[Document section]
1. Thank you. We fixed the misprint.

2. Thank you. We rephrased this line. Please let us know, if it is more clear now.

3. No, the CRN converges globally superlinearly only for strongly star-convex functions, not for uniformly star-convex functions. On the other hand, the $p$-th order Basic Tensor method achieves global superlinear convergence for $\mu_q$-uniformly star-convex functions when $p \geq q-1$.

Dear Reviewer WM8N, We sincerely appreciate your comprehensive and insightful review of our paper and your recognition of the strengths of our work. Below, we try to address your questions and comments.

Weakness 1. Questions 1 and 2

The existing results about the convergence rate of second-order methods for strongly-convex functions primarily address the regime where $\varepsilon < \frac{\mu^3}{L_2^2}$, as seen in both the lower-bounds (Theorem 1, Arjevani et al. 2019) and upper-bounds (Formula 1.14, Song et al. 2021). For instance, in Formula 1.14 from Song et al. 2021, if $\varepsilon > \frac{\mu^3}{L_2^2}$, the term $\log( \log(\frac{\mu^3}{L_2^2 \varepsilon}))$ becomes undefined. This implies that the method from Song et al. 2021 is optimal for the setting of optimizing strongly convex functions with second-order methods when $\varepsilon < \frac{\mu^3}{L_2^2}$.

[Data for processing]
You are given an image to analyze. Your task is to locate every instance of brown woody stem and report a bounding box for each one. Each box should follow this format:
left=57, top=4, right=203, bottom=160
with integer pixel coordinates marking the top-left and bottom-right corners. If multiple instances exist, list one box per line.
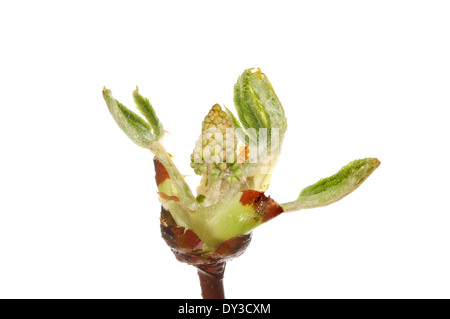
--
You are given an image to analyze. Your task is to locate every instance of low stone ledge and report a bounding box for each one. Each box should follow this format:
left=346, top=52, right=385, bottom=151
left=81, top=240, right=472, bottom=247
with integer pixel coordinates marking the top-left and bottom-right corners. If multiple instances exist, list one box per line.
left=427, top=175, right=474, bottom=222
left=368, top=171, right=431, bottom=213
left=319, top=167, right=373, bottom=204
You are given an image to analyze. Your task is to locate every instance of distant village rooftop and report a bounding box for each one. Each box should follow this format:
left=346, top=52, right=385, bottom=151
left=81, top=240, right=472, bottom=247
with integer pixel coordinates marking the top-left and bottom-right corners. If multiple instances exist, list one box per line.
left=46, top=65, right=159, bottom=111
--
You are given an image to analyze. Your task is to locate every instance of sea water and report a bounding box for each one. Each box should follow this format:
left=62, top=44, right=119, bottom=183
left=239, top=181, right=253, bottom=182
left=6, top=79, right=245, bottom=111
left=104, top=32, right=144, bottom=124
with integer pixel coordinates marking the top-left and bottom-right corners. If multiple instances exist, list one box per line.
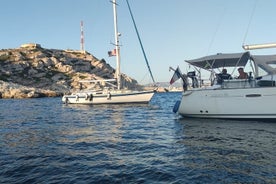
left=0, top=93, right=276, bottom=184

[Requests]
• A. Can you lay out as a numbered list the part of the entries that opens with the line containing "instance of sea" and closes with the line containing "left=0, top=93, right=276, bottom=184", both of those lines included, with blank lines and pictures left out?
• B. Can you proceed with the reply about convergence rates of second-order methods, starting right after its last sentence?

[Replies]
• A.
1. You are given an image to analyze. Your task is to locate every instance of sea water and report a bounding box for each one. Each box should follow this format:
2. left=62, top=44, right=119, bottom=183
3. left=239, top=181, right=253, bottom=182
4. left=6, top=79, right=245, bottom=111
5. left=104, top=32, right=144, bottom=124
6. with integer pixel coordinates marking the top-left and bottom-right corners. If multiple instances exist, list one box per line.
7. left=0, top=93, right=276, bottom=184

• B.
In our work, we focus on the less-explored regime where $\varepsilon > \frac{\mu^3}{L_2^2}$, which corresponds to scenarios where a solution can be less precise. To visualize this regime better, consider a function $f(x)$ with $L_2=1$ and $\mu=10^{-4}$. In this case, Formula 1.14 imposes $\varepsilon < 10^{-12}$, a value far smaller than practical needs. In some applications, achieving an approximate solution with accuracy around $\varepsilon = 10^{-6}$ may be sufficient, which is the focus of our results. Furthermore, once the method with a global superlinear rate enters the quadratic convergence region, it transitions to classical convergence rates. Thus, our results complement the existing literature by addressing a different regime rather than introducing a trade-off. Additionally, our results provide valuable insights into the practical performance of second-order methods. In summary, we address the less-explored setting where $\varepsilon > \frac{\mu^3}{L_2^2}$, complementing and extending the existing literature rather than contradicting it. We have also corrected all the typos you highlighted. Thank you for pointing them out!

Dear Reviewer BoHs,

Thank you for your detailed and thoughtful review of our paper! We are pleased to hear that you found our theoretical analysis and practical developments compelling. We appreciate your constructive comments on the presentation style and organization of the paper, and we have made adjustments in the revised version to address them. For a detailed overview of the changes, please refer to the common response and revised version of the paper. Below, we specifically address your comments and the improvements we have made.

Major Comments on Structure:

Revised Introduction

We have significantly shortened and reorganized the Introduction section, removing many of the equations that were initially included. These equations have been relocated to Section 2, as you suggested, for better high-level structure and readability.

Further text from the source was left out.